Bitcoin's Impact On The Environment



Ethereum's successful switch from the the energy-intensive Proof-of-Work to Proof-of-Stake mechanism to ensure blockchain integrity will reduce Ethereum's energy consumption by 99.95%. This is great news for carbon reduction and addresses the common criticism that crypto is hurting the planet by contributing to global warming.


Ethereum changed platforms, will bitcoin do the same?

No, it's not feasible, according to many bitcoin maximalists. Also, in responding to accusations that bitcoin is bad for the environment, it's important to understand the type of electricity that's being harnessed and how bitcoin compares to other industries.

Michael Saylor, Executive Chairman of MicroStrategy, a publicly-traded business intelligence firm, recently wrote an article explaining bitcoin's energy consumption – Bitcoin Mining and the Environment. Here is a summary of his main points along with some of my thoughts.


1. Bitcoin's Energy Use

If a company's manufacturing process requires using a large amount of electricity, the cost of electricity will be a major factor in determining site location. However, it's only one of many factors. The executives will look at labor costs, workforce availability, real estate costs, tax laws, tax incentives, utility costs, and other factors. Electricity is the major operating expense for bitcoin miners and the lower the cost of electricity, the more attractive it is to bitcoin miners. Saylor said that miners tend to locate "at the edge of the grid, in places where there is no other demand, at times when no one else needs the electricity." Bitcoin miners usually pay 2 to 3 cents per kWH compared to retail and commercial consumers in major metropolitan areas who pay 10 to 20 cents per kWH. 2. Bitcoin Mining Can Benefit The Environment One-third of the world's energy power is wasted.

────────────────

# Task requirements
1. List the factors besides electricity that the bitcoin energy article says executives look at when choosing a site for a manufacturing company.
2. Write the next part of the bitcoin energy article, picking up after its last sentence.

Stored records
────────────────

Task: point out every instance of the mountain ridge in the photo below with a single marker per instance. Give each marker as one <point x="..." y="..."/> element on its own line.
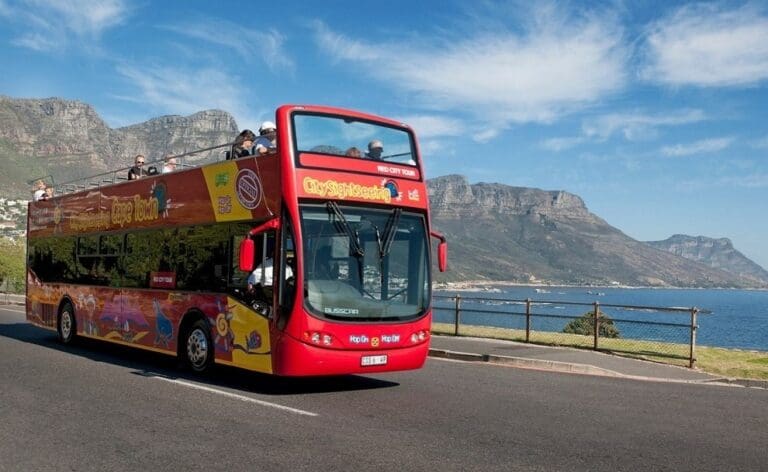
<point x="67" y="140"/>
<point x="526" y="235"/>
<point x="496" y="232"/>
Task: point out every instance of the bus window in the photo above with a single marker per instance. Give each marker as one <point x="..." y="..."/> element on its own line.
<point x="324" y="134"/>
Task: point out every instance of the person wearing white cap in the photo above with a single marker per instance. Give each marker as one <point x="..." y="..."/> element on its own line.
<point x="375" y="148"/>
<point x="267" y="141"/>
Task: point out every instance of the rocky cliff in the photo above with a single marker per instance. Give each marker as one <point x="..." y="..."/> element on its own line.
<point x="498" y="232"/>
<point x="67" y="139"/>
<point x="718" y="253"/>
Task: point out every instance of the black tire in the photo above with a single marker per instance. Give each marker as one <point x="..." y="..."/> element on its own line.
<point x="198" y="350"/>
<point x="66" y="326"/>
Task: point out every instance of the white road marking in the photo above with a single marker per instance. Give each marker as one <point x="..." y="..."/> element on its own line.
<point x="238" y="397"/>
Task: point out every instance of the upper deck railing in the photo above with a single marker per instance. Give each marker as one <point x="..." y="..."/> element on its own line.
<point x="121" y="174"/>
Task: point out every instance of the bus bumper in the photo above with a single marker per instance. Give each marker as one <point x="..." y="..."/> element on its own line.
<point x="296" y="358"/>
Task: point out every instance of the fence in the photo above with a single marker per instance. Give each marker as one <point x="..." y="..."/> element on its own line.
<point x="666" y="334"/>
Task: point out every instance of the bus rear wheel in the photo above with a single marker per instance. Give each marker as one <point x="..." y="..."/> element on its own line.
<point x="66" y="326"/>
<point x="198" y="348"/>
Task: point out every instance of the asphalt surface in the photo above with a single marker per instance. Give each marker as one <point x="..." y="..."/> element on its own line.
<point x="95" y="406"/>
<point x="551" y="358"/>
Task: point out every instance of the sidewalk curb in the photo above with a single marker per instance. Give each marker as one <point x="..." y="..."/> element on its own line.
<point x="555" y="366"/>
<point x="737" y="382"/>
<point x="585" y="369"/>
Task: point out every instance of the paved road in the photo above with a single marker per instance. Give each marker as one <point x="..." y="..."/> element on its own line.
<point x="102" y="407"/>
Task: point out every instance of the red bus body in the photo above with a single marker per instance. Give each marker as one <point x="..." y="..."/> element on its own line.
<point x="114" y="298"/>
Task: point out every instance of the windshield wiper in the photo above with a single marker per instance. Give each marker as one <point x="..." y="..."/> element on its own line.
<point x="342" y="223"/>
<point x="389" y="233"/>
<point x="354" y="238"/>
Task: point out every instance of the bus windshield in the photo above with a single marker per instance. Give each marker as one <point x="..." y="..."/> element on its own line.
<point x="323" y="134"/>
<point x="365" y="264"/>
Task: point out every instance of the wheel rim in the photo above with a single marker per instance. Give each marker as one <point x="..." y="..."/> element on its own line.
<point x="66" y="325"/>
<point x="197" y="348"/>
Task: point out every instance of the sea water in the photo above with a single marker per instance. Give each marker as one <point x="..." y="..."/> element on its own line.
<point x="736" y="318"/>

────────────────

# Final answers
1. Labor costs, workforce availability, real estate costs, tax laws, tax incentives, utility costs

2.
Bitcoin mining can use "stranded natural gas" or methane gas to power its computers. For example, bitcoin miners in Texas set up operations on oil fields where excess natural gas is released into the environment. With bitcoin mining, instead of the methane being released into the atmosphere, it is captured and used. Miners can also set up operations at landfills and capture that methane.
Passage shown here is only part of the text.